● **Texto selecionado**:
+++

Judeus no mundo

PORTUGAL


 É difícil precisar quando começou a história judaica na península Ibérica e no que viria a se tornar Portugal. Embora o relato mais antigo da existência de judeus no local seja uma lápide do século V, acredita-se que no período do rei Salomão, judeus imigrantes já haviam se estabelecido na península. De qualquer forma, a vida dos judeus ali pouco se alterou na Idade Média, pois as terras eram governadas pelos visigodos e, posteriormente, pelos árabes, que tratavam relativamente bem os judeus. É importante lembrar que no período de ocupação moura, a produção cultural judaica cresceu muito, visto que as idéias anti-judaicas que tomavam o resto da Europa juntamente ao cristianismo não repercutiram no reinado mulçumano.

 

No século XII, a história na península Ibérica sofre mudanças e a vida dos judeus se altera junto com os acontecimentos. Em 1139 o Condado Portucalense se declara independente e forma o Reino de Portugal, comandado na época por Dom Afonso Henriques.

 

Mesmo antes da formação do país, comunidades judaicas já haviam se estabelecido e prosperado no local. Sendo assim, o reino português já nascera sob forte influencia judaica. Desde os primórdios do reino, o judaísmo fora reconhecido pela Coroa como grupo político e religioso distinto recebendo atenção especial do governo.

 

A sociedade portuguesa começou a prosperar e com ela a comunidade judaica que gerou indivíduos pródigos em diversas especialidades. Os judeus tornaram-se grande parte da elite intelectual do país nos séculos XII e XIII, o que fez surgir importantes nomes como Dom Jachia Ben Jaisch III, que se tornara ministro das Finanças e Rabi-Mor de Portugal, Abraham Zacuto que confeccionara as principais cartas de navegação usadas pelos exploradores Portugueses, Isaac Abravanel, um dos mais bem-sucedidos comerciantes da época, e muitas outras figuras que se destacaram na história de Portugal e do mundo.

+++

● **Tarefas**:
**A)** Traduza para o inglês esta frase do texto sobre os judeus em Portugal: "Em 1139 o Condado Portucalense se declara independente e forma o Reino de Portugal, comandado na época por Dom Afonso Henriques."
**B)** Dê a continuação do texto sobre os judeus em Portugal, começando após a última frase.

● **Entradas de rotulagem de regiões de imagens**:
+++

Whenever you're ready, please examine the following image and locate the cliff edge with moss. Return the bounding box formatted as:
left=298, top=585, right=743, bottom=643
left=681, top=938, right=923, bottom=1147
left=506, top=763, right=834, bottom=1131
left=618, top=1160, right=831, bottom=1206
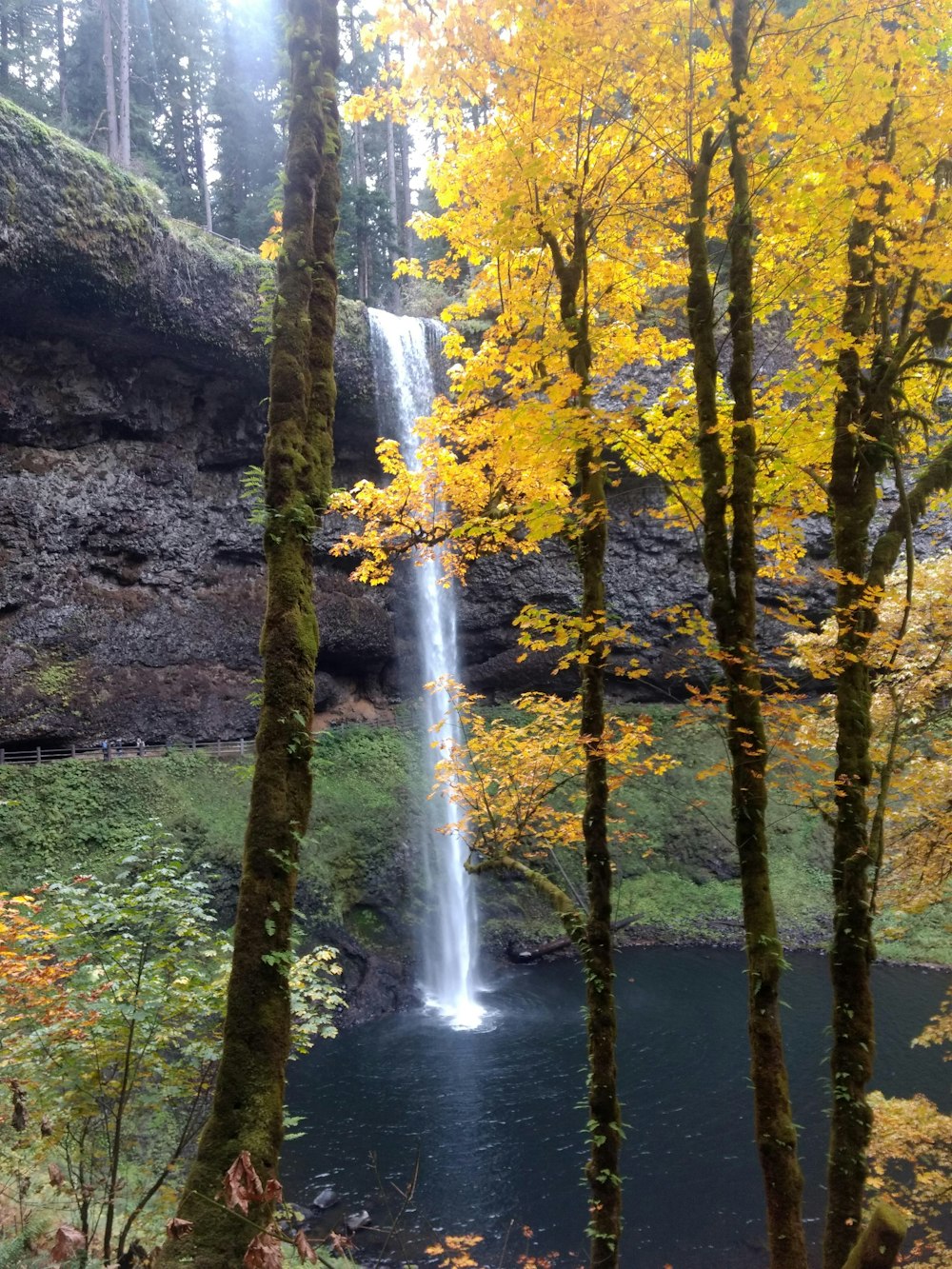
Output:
left=0, top=109, right=393, bottom=747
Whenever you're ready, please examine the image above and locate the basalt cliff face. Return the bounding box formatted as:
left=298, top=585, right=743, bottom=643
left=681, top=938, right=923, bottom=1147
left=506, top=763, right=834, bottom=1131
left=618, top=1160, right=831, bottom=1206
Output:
left=0, top=103, right=395, bottom=744
left=0, top=103, right=823, bottom=747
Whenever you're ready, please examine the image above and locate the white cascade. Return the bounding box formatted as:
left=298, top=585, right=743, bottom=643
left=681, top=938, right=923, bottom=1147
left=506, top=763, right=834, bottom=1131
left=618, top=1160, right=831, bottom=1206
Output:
left=369, top=308, right=484, bottom=1029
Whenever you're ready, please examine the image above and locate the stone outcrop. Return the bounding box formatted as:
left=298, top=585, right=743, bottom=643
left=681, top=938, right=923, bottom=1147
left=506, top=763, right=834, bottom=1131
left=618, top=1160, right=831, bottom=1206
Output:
left=0, top=102, right=393, bottom=744
left=0, top=102, right=843, bottom=747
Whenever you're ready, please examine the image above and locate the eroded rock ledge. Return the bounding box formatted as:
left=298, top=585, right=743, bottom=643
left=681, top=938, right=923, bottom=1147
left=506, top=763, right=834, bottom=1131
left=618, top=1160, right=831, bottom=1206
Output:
left=0, top=100, right=393, bottom=744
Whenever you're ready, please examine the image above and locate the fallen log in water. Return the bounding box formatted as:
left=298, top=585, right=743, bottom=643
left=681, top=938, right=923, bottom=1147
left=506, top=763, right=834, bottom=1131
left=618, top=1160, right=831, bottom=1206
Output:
left=506, top=916, right=635, bottom=964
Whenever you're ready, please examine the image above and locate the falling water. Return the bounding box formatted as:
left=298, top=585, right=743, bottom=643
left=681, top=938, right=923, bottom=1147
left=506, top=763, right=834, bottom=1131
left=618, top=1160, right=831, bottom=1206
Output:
left=369, top=308, right=484, bottom=1028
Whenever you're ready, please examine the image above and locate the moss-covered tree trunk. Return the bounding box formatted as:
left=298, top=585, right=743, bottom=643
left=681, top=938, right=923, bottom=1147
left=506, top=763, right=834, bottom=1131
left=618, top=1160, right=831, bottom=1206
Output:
left=542, top=207, right=622, bottom=1269
left=686, top=0, right=807, bottom=1269
left=161, top=0, right=340, bottom=1269
left=823, top=107, right=952, bottom=1269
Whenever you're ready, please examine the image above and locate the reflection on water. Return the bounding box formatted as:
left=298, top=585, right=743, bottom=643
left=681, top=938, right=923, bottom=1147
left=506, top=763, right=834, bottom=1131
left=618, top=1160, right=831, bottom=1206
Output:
left=283, top=948, right=952, bottom=1269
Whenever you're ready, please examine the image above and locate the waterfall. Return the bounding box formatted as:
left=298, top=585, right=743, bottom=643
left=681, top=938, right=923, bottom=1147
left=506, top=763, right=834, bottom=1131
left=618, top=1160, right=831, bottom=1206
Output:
left=369, top=308, right=484, bottom=1028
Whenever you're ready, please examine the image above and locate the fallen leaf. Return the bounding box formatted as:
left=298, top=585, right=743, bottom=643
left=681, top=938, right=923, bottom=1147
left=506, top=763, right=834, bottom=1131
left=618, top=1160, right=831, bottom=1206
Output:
left=50, top=1224, right=87, bottom=1264
left=222, top=1150, right=264, bottom=1216
left=243, top=1234, right=282, bottom=1269
left=294, top=1230, right=317, bottom=1262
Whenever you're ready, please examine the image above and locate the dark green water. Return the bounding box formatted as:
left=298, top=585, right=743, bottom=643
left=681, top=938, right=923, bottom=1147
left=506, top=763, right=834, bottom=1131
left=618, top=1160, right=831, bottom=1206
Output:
left=283, top=948, right=952, bottom=1269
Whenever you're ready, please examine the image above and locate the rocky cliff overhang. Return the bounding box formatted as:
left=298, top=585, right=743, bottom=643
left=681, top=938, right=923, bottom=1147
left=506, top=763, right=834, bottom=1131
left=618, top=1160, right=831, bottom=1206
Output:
left=0, top=98, right=377, bottom=469
left=0, top=99, right=393, bottom=746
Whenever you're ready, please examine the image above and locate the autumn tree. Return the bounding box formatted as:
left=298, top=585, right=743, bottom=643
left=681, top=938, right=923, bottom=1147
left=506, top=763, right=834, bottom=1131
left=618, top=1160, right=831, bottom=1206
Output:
left=163, top=0, right=339, bottom=1269
left=731, top=0, right=952, bottom=1269
left=340, top=4, right=701, bottom=1266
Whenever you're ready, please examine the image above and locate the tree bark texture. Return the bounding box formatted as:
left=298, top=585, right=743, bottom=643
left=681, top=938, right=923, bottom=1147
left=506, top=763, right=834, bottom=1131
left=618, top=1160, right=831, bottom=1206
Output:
left=541, top=207, right=622, bottom=1269
left=99, top=0, right=119, bottom=163
left=161, top=0, right=340, bottom=1269
left=56, top=0, right=69, bottom=129
left=686, top=31, right=807, bottom=1269
left=119, top=0, right=132, bottom=168
left=843, top=1203, right=909, bottom=1269
left=823, top=98, right=952, bottom=1269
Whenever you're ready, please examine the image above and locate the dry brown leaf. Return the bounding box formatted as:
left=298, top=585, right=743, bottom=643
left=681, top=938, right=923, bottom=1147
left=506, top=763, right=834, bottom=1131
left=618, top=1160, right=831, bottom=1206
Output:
left=165, top=1216, right=194, bottom=1242
left=50, top=1224, right=87, bottom=1264
left=243, top=1234, right=282, bottom=1269
left=222, top=1150, right=264, bottom=1216
left=294, top=1230, right=317, bottom=1264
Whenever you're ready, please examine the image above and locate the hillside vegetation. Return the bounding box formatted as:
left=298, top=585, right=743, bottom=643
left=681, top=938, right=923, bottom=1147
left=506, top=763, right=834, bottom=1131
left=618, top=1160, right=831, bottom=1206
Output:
left=0, top=706, right=952, bottom=963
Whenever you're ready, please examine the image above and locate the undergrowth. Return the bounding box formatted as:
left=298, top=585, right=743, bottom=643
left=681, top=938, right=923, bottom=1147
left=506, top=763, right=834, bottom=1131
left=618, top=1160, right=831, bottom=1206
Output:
left=0, top=706, right=952, bottom=963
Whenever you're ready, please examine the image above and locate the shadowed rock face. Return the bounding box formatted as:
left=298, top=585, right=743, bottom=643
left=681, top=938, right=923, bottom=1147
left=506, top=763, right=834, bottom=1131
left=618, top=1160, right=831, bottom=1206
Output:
left=0, top=102, right=843, bottom=744
left=0, top=103, right=393, bottom=744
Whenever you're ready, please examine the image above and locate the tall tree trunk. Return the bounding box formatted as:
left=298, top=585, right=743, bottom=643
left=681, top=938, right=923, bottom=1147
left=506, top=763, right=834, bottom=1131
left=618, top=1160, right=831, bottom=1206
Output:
left=686, top=0, right=807, bottom=1269
left=99, top=0, right=119, bottom=163
left=400, top=123, right=414, bottom=256
left=0, top=10, right=10, bottom=92
left=188, top=57, right=213, bottom=233
left=152, top=0, right=340, bottom=1269
left=56, top=0, right=69, bottom=129
left=119, top=0, right=132, bottom=168
left=386, top=94, right=400, bottom=312
left=347, top=3, right=370, bottom=304
left=540, top=208, right=622, bottom=1269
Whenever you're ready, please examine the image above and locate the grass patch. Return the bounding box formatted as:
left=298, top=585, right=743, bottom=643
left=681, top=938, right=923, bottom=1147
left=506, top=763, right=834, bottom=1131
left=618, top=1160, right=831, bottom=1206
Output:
left=0, top=706, right=952, bottom=964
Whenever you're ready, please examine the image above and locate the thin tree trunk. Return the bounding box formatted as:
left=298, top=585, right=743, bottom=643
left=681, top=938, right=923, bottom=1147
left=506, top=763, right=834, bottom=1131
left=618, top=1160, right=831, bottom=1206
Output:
left=0, top=10, right=10, bottom=92
left=56, top=0, right=69, bottom=129
left=399, top=123, right=412, bottom=256
left=99, top=0, right=119, bottom=163
left=188, top=57, right=213, bottom=233
left=686, top=17, right=807, bottom=1269
left=347, top=3, right=370, bottom=304
left=386, top=102, right=400, bottom=312
left=540, top=207, right=622, bottom=1269
left=160, top=0, right=340, bottom=1269
left=119, top=0, right=132, bottom=168
left=823, top=98, right=892, bottom=1269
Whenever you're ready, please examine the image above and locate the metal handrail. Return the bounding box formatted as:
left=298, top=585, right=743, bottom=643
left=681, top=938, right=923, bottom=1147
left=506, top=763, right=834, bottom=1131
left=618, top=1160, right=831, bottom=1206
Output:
left=0, top=736, right=255, bottom=766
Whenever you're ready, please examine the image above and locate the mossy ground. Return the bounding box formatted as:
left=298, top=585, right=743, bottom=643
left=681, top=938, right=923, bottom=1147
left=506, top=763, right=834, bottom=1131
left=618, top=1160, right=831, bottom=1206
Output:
left=0, top=706, right=952, bottom=963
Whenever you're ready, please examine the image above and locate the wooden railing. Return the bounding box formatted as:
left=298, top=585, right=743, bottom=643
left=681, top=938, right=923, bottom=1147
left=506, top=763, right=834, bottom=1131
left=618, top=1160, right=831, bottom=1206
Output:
left=0, top=736, right=255, bottom=766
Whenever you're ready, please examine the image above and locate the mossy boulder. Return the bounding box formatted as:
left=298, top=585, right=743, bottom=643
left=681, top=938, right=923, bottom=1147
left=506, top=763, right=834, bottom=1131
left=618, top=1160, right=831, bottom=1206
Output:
left=0, top=98, right=374, bottom=406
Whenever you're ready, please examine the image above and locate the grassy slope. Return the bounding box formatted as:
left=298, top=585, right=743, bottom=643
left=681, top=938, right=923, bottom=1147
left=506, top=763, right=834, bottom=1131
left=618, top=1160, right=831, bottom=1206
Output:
left=0, top=708, right=952, bottom=963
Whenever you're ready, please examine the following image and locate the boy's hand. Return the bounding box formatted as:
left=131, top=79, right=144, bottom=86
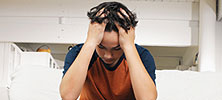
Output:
left=116, top=24, right=135, bottom=50
left=86, top=22, right=106, bottom=45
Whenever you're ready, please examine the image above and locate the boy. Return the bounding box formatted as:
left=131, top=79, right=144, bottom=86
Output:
left=60, top=2, right=157, bottom=100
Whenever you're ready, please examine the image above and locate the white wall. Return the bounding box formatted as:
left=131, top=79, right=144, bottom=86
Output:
left=0, top=0, right=198, bottom=46
left=215, top=22, right=222, bottom=72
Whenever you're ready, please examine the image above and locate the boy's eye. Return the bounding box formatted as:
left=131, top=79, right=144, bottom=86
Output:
left=98, top=45, right=105, bottom=49
left=114, top=48, right=121, bottom=50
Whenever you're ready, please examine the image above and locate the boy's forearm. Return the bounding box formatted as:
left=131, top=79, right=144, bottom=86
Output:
left=60, top=42, right=96, bottom=99
left=124, top=45, right=157, bottom=100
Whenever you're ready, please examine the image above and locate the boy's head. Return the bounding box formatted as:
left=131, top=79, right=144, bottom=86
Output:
left=87, top=2, right=138, bottom=33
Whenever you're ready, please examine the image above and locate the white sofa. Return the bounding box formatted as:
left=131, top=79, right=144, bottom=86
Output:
left=0, top=66, right=222, bottom=100
left=156, top=70, right=222, bottom=100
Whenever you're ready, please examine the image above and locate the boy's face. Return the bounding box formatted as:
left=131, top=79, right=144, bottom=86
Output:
left=96, top=31, right=123, bottom=67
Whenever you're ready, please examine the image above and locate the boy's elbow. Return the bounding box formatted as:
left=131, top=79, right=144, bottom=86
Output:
left=61, top=94, right=78, bottom=100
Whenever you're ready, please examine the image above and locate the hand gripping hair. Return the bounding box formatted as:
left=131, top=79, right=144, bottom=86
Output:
left=87, top=2, right=138, bottom=32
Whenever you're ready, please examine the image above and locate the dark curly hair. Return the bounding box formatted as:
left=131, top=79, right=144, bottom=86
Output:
left=87, top=2, right=138, bottom=32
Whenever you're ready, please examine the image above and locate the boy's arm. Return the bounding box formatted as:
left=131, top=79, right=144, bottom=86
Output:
left=117, top=25, right=157, bottom=100
left=60, top=23, right=105, bottom=100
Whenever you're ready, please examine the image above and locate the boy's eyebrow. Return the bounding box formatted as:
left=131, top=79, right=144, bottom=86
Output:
left=113, top=45, right=120, bottom=48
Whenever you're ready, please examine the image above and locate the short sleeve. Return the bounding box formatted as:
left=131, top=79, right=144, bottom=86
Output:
left=137, top=44, right=156, bottom=84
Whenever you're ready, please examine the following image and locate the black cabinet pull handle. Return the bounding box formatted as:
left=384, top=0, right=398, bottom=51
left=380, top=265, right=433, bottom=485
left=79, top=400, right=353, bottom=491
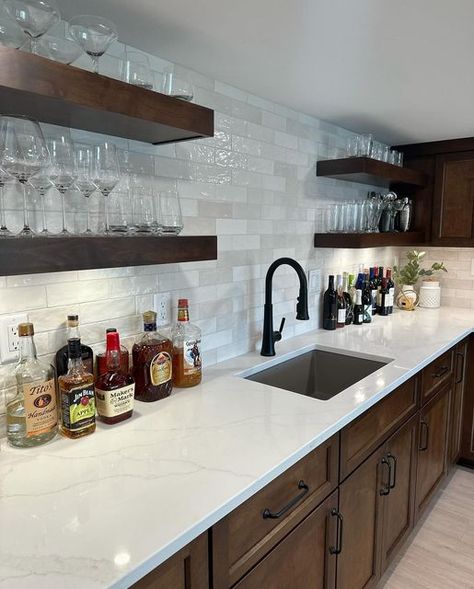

+++

● **Respostas do exercício**:
**A)** In 1139 the County of Portugal declares itself independent and forms the Kingdom of Portugal, ruled at the time by Dom Afonso Henriques.

**B)**
 

Mesmo com a forte presença da Igreja, que por volta da metade do século XIII já havia criado a Inquisição, o povo de Portugal não perseguia os judeus e entendia estes como importantes peças na economia e na vida cotidiana do país. Isto se provou quando, em 1251, a Igreja ordenou que os judeus usassem roupas e símbolos característicos e tal ordem não se cumpriu em Portugal.

 

A população luso-judaica beirava 200.000 pessoas e representava significantes 20% dos Portugueses. Os judeus costumavam se organizar em bairros exclusivos, as Judiarias. Habitar estes bairros não era obrigatório até antes de um decreto de D Pedro I, de 1361. A convivência relativamente pacífica dos judeus com os portugueses contrariava o que acontecia no restante da Europa: a Peste e a grande influência exercida pela Igreja na população criava um sentimento anti-semita fanático na maioria dos países do velho continente. Contudo, esta coexistência amistosa começou a ruir no final do século XIV.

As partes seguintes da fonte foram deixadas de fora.